→ Consignes:
a - Répondez à ces questions sur le portrait de Jean-Baptiste Descroix-Vernier :
(i) Sur quoi vit-il, selon le portrait ?
(ii) Quel journal le décrit en 2009 comme « un big brother insaisissable et anticonformiste » ?
(iii) Qui a été élue à la tête de l'Unesco ?
b - Reprenez mot pour mot le passage du portrait de Jean-Baptiste Descroix-Vernier qui commence aux mots « Le Figaro le » et s'arrête après « Figaro Magazine 15/11/2009) ».
c - Poursuivez le portrait de Jean-Baptiste Descroix-Vernier à la suite de sa dernière phrase.

→ Extrait du texte:
------------------------------------------------

Extrêmement religieux, agoraphobe notoire fuyant la moindre rencontre physique, personnage de science-fiction vivant sur un bateau entouré des plus hautes technologies, homme d’affaires redoutable et redouté… La liste des aspects atypiques de Jean-Baptiste Descroix-Vernier est longue.

« Jamais présent physiquement »

L’homme est respecté jusque dans les plus hautes sphères politiques, de gauche comme de droite, ses réseaux d’influence sont aussi puissants que leur spectre est large, des hackers Russes à Pierre Bergé le financier du PS, de François Pinault ou Bernard Arnault au Parti Pirate en passant par Bernard-Henri Levy ou Jean-Marie Messier, on retrouve « JBDV » partout, sans jamais le voir…

Le Figaro le décrit en 2009 comme « un big brother insaisissable et anticonformiste (…) d’une discrétion maladive » « On lui prête un rôle important dans l'élection d'Irina Bokova à la tête de l'Unesco. Convaincu (…) du danger d'élire l'Egyptien Farouk Hosni, il a habilement popularisé sur le net les bourdes et dérapages de celui-ci. Avec l'efficacité que l'on sait : archi-favori, le ministre de la Culture a finalement été battu par une Bulgare inconnue au bataillon. ». (« Descroix-Vernier is watching you » - Jérome Béglé – Figaro Magazine 15/11/2009)

------------------------------------------------

→ Données:

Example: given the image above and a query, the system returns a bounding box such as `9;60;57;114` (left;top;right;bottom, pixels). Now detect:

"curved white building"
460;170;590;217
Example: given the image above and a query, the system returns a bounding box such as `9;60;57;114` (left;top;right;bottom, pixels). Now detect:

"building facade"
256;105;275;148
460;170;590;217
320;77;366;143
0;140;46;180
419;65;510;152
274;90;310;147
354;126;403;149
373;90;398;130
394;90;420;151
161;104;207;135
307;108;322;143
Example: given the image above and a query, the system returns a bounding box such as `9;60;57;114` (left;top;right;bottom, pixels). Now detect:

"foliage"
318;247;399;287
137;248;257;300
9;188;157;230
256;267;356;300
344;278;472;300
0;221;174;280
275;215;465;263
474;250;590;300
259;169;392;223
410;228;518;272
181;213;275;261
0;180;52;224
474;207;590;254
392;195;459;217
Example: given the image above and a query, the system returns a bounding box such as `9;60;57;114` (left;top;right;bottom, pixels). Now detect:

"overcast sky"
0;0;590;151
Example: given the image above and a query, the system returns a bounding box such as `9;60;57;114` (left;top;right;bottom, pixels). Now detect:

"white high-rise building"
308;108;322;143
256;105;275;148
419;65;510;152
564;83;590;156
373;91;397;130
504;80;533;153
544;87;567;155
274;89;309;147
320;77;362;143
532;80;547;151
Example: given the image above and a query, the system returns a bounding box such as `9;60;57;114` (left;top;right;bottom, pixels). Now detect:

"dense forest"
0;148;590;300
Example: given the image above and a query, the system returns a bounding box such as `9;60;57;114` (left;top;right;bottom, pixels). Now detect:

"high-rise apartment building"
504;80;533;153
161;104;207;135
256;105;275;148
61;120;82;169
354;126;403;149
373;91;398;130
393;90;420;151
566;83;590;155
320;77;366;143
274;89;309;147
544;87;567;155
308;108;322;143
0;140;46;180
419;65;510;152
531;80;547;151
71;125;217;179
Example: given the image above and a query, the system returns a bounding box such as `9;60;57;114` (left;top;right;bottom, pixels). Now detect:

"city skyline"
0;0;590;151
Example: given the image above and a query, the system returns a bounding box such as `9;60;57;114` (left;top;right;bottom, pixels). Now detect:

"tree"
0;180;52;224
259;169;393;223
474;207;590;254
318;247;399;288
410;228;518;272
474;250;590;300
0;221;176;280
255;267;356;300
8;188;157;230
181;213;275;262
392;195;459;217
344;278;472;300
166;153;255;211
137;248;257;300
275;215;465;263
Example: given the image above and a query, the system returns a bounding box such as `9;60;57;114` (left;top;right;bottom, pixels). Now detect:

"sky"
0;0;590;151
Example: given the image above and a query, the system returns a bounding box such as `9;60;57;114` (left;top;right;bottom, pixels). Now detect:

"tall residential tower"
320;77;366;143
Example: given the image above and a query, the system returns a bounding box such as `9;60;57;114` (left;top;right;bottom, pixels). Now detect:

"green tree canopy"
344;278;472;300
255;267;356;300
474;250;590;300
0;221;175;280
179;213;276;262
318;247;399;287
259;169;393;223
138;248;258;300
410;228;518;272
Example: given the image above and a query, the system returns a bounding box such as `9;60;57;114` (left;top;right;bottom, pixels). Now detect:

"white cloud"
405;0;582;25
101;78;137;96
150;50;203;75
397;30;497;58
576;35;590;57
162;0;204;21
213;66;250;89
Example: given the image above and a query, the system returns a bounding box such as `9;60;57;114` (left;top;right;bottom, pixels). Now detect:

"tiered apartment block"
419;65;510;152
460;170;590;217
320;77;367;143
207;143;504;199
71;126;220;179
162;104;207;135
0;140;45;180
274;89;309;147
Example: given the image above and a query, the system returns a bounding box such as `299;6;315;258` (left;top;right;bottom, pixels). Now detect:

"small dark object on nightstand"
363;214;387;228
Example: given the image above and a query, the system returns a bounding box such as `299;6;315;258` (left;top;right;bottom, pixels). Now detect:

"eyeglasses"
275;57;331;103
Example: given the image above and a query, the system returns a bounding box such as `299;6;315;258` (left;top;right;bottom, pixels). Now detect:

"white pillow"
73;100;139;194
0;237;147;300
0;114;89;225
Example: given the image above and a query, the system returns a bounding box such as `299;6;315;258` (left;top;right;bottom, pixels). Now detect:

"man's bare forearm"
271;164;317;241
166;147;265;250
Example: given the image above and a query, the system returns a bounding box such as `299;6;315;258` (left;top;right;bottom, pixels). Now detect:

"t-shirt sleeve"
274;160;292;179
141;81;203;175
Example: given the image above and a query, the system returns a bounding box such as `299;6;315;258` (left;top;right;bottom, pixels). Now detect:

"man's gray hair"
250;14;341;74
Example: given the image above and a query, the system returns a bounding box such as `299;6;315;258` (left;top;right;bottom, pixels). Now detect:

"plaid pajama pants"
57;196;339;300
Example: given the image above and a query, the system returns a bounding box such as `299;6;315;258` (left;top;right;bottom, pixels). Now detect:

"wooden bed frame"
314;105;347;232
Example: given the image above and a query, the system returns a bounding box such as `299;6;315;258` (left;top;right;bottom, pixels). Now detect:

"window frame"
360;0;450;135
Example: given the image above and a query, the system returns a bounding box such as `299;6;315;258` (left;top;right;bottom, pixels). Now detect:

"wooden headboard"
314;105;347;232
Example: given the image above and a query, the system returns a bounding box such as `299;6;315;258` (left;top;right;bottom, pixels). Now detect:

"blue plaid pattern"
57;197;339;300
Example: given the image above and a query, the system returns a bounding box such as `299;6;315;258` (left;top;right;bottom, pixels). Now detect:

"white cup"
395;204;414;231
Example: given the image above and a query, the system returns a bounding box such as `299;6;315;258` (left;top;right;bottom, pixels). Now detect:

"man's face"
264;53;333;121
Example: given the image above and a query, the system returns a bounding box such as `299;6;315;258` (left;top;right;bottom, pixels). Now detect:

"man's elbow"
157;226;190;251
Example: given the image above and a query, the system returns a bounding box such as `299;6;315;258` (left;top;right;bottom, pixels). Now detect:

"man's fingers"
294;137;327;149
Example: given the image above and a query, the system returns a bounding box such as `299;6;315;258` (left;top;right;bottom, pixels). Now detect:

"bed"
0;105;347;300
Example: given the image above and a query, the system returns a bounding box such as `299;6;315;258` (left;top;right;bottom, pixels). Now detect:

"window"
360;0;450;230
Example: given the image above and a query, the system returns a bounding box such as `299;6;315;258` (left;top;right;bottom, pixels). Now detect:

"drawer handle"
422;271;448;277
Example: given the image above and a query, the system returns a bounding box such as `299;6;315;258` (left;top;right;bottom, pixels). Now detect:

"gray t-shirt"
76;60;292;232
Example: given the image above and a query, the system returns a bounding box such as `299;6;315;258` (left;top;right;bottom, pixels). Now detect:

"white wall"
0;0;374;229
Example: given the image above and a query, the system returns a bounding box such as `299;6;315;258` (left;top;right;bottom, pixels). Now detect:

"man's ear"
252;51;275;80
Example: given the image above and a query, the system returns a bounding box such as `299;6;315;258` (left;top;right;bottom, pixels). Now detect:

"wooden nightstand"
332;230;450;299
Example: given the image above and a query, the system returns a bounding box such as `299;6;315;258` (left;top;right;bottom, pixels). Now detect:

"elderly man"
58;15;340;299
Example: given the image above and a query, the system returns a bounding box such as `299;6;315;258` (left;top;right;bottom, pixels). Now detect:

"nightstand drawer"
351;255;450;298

------------------------------------------------

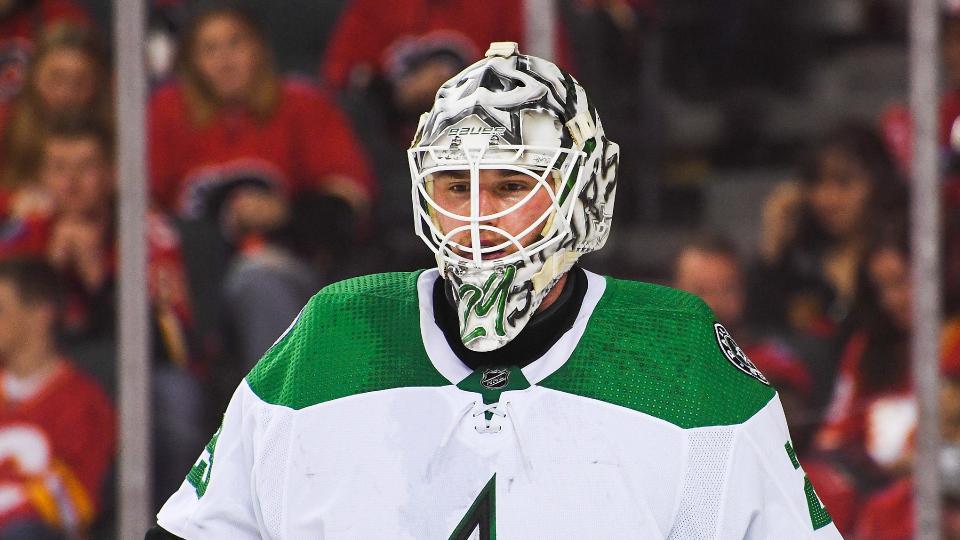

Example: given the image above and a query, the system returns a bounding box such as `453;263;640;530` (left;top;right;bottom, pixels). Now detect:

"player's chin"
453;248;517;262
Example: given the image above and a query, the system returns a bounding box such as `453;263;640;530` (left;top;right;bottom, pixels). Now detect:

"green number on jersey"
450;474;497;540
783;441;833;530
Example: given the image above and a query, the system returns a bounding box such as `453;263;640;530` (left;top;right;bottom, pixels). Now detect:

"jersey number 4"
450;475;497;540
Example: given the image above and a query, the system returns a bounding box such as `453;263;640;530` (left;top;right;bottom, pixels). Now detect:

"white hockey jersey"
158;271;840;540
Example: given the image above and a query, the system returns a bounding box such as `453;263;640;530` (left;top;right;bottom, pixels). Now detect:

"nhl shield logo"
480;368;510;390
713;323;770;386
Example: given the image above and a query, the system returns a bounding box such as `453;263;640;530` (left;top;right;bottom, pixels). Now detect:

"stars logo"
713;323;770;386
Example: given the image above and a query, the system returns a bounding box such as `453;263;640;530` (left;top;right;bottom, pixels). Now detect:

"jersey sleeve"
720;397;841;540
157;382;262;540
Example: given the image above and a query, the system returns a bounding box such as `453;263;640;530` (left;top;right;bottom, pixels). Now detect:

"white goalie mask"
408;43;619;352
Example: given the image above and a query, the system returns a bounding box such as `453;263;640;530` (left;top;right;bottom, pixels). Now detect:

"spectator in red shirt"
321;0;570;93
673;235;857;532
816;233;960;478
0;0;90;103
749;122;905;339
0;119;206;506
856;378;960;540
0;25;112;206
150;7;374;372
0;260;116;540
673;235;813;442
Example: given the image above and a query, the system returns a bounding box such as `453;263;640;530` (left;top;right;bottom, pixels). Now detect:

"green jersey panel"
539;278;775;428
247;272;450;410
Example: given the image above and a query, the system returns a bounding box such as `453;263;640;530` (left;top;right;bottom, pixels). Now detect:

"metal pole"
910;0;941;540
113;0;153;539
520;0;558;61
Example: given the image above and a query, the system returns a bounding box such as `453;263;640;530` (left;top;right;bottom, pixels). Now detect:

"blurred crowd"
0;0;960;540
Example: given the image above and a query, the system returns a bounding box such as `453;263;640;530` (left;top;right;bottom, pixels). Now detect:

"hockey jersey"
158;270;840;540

------------------------------------------------

→ Réponses:
a -
(i) Sur un bateau entouré des plus hautes technologies.
(ii) Le Figaro.
(iii) Irina Bokova.

b -
Le Figaro le décrit en 2009 comme « un big brother insaisissable et anticonformiste (…) d’une discrétion maladive » « On lui prête un rôle important dans l'élection d'Irina Bokova à la tête de l'Unesco. Convaincu (…) du danger d'élire l'Egyptien Farouk Hosni, il a habilement popularisé sur le net les bourdes et dérapages de celui-ci. Avec l'efficacité que l'on sait : archi-favori, le ministre de la Culture a finalement été battu par une Bulgare inconnue au bataillon. ». (« Descroix-Vernier is watching you » - Jérome Béglé – Figaro Magazine 15/11/2009)

c -
Lors de l’inauguration des bureaux de Google France en décembre 2011, Nicolas Sarkozy cite uniquement deux réussites françaises dans le domaine des nouvelles technologies parmi des centaines : Xavier Niel et… Descroix-Vernier. L’Elysée aura d’ailleurs recours à lui, pourtant marqué à gauche, pour former le premier Conseil National du Numérique, tâche qu’il accomplira de sa péniche hollandaise (sic). Gilles Babinet, un entrepreneur de second rang, lui ravi la première présidence. La rumeur dit que le cabinet du ministre de l’époque (Eric Besson) lui était très hostile « Le jour de l’élection JBDV est arrivé largement en tête au premier tour. Marie-Laure Sauty de Chalon (NDLR : AUfeminin.com) qui était arrivée en dernier s’est désistée en faveur de Gilles Babinet ce qui a fait la différence » raconte un témoin de l’époque. Jamais présent physiquement à la moindre réunion, il y assiste par audioconférence, Descroix-Vernier est élu Vice-Président l’année d’après... par Skype.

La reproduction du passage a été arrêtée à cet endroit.